» Source document:
--------------------------------

- Born: 1942 Virginia, US
- Died: April 16, 2025 (aged 83) Chestertown, Maryland, US
- Education: Clark College; American Film Institute
- Occupations: Playwright and poet
- Awards: William Wyler award

= Robert Earl Price =

American playwright and poet (1942–2025)

Robert Earl Price (1942 – April 16, 2025) was an American playwright and poet. He was a recipient of the American Film Institute's William Wyler award for screenwriting and was the author of four books of poetry and had eleven plays produced in American regional theaters and abroad in Berlin and Johannesburg. He was artist-in-residence in the Drama Department at Washington College in Chestertown, Maryland, where he also served as artistic director of the Charles Sumner G.A.R. Post #25, a historic hall built in 1908 to honor African-American veterans of the Civil War.

==Early life==
Robert Earl Price was born in Virginia and grew up in Atlanta, Georgia. He studied at Clark College in Atlanta and graduated from the American Film Institute's Film Conservatory in Los Angeles in 1977.

==Early career==
Price spent fifteen years in Los Angeles working in the Black film movement and collaborated with artists associated with the L.A. Rebellion, including Julie Dash, Halie Gerima and Charles Burnett. Price received an NAACP Image Award for service with the Black Anti-Defamation Coalition formed with Pearl Sharp in 1980. During this period, Price worked as a screenwriter, for television and film. This includes sole credit on an episode of Palmerstown USA (1980), a CBS series by Alex Haley and Norman Lear, as well as work on The Lazarus Syndrome (1978) and Freedom Road (1979).

--------------------------------

» Available data:
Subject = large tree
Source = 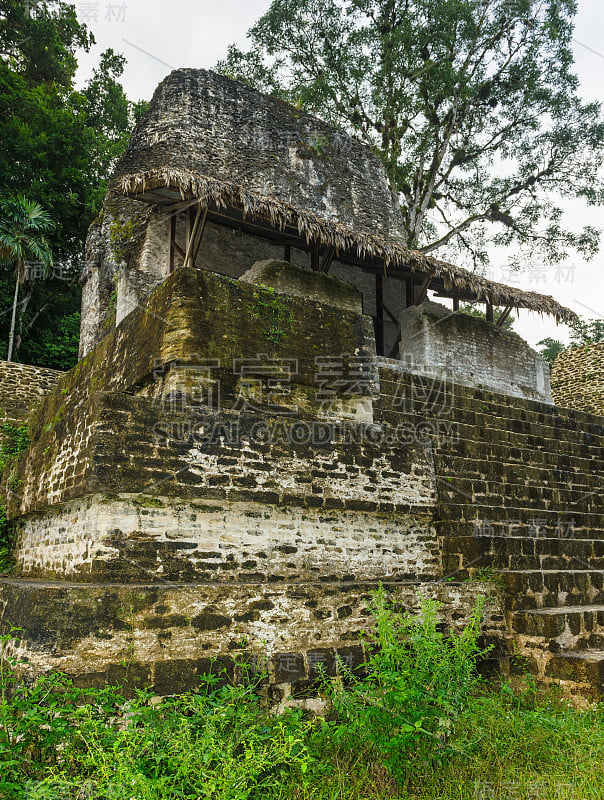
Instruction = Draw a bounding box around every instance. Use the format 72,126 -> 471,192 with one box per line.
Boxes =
0,0 -> 146,369
0,196 -> 53,361
218,0 -> 604,262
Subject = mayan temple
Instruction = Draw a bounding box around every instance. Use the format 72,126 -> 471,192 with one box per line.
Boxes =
0,69 -> 604,702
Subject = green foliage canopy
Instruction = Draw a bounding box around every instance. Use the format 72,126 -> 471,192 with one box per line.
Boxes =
218,0 -> 604,263
0,0 -> 145,369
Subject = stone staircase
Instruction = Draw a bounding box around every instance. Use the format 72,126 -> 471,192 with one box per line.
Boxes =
378,365 -> 604,697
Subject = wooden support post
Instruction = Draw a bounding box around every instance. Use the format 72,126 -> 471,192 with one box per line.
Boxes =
183,203 -> 207,267
384,303 -> 399,325
405,278 -> 415,308
191,206 -> 208,267
375,272 -> 384,356
388,328 -> 402,358
170,214 -> 176,274
319,247 -> 336,272
415,275 -> 432,306
497,306 -> 513,328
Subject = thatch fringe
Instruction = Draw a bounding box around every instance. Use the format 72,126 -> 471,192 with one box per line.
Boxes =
114,167 -> 578,323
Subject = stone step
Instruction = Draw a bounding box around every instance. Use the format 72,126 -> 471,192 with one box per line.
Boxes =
436,434 -> 602,474
545,650 -> 604,690
437,475 -> 604,521
512,604 -> 604,652
443,536 -> 604,577
500,570 -> 604,611
374,404 -> 604,450
437,507 -> 604,540
438,506 -> 604,539
436,448 -> 602,491
380,370 -> 604,436
374,397 -> 604,450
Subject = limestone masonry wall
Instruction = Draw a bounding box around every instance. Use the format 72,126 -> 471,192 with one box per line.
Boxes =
0,361 -> 63,422
399,303 -> 551,403
552,342 -> 604,416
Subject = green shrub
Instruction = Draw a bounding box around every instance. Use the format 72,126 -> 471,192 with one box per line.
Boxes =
0,422 -> 29,472
320,589 -> 483,781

--------------------------------

» Work to complete:
1. Please transcribe the passage of the Robert Earl Price article that begins with the words containing "- Born: 1942" and ends with "and poet (1942–2025)".
2. Using the Robert Earl Price article, decide whether each statement is true, answering yes or no and quoting the words that settle it. (a) Price graduated from the American Film Institute's Film Conservatory in 1977. (b) Price spent ten years in Los Angeles. (c) The Charles Sumner G.A.R. Post #25 hall was built in 1908.
3. Extend the Robert Earl Price article, starting after its final sentence.

» Exercise results:
1.
- Born: 1942 Virginia, US
- Died: April 16, 2025 (aged 83) Chestertown, Maryland, US
- Education: Clark College; American Film Institute
- Occupations: Playwright and poet
- Awards: William Wyler award

= Robert Earl Price =

American playwright and poet (1942–2025)

2.
(a) Yes: "graduated from the American Film Institute's Film Conservatory in Los Angeles in 1977."
(b) No: "Price spent fifteen years in Los Angeles"
(c) Yes: "a historic hall built in 1908"

3.
==Poet and playwright==
By 1985, Price had settled in Atlanta, Georgia, and worked primarily as a poet and playwright. He was appointed playwright in residence at 7 Stages Theater in Atlanta in 1987. At 7 Stages, he premiered several plays beginning with Black Cat Bones for Seven Sons in 1988. Several of his plays took jazz or blues musicians as their subject and married poetry and experimental drama: Yardbird's Vamp (1990), Blue Monk (1996), and HUSH: Composing Blind Tom Wiggins (2002). The latter play, based on the true story of a blind savant pianist born as a slave to a Confederate general and attaining a national reputation, was hailed by the Atlanta Journal-Constitution as the "most important Atlanta premiere of the new century". Blue Monk was featured as part of the Cultural Olympiad connected with the 1996 Olympics held in Atlanta. The play, about Thelonious Monk, was later performed at the Windy Brow Theater in Johannesburg, South Africa.

Price's play Come on in My Kitchen (2006) uses the myth of blues guitarist Robert Johnson's legendary deal with the devil to discuss the compromises of African-American celebrities, with characters clearly based on Colin Powell, Jesse Jackson, Condoleezza Rice, and Clarence Thomas. The play won the Gene Gabriel Moore Playwriting Award. The contribution of this work to the ever-evolving myth of Robert Johnson is discussed in the film documentary America's Blues (2015).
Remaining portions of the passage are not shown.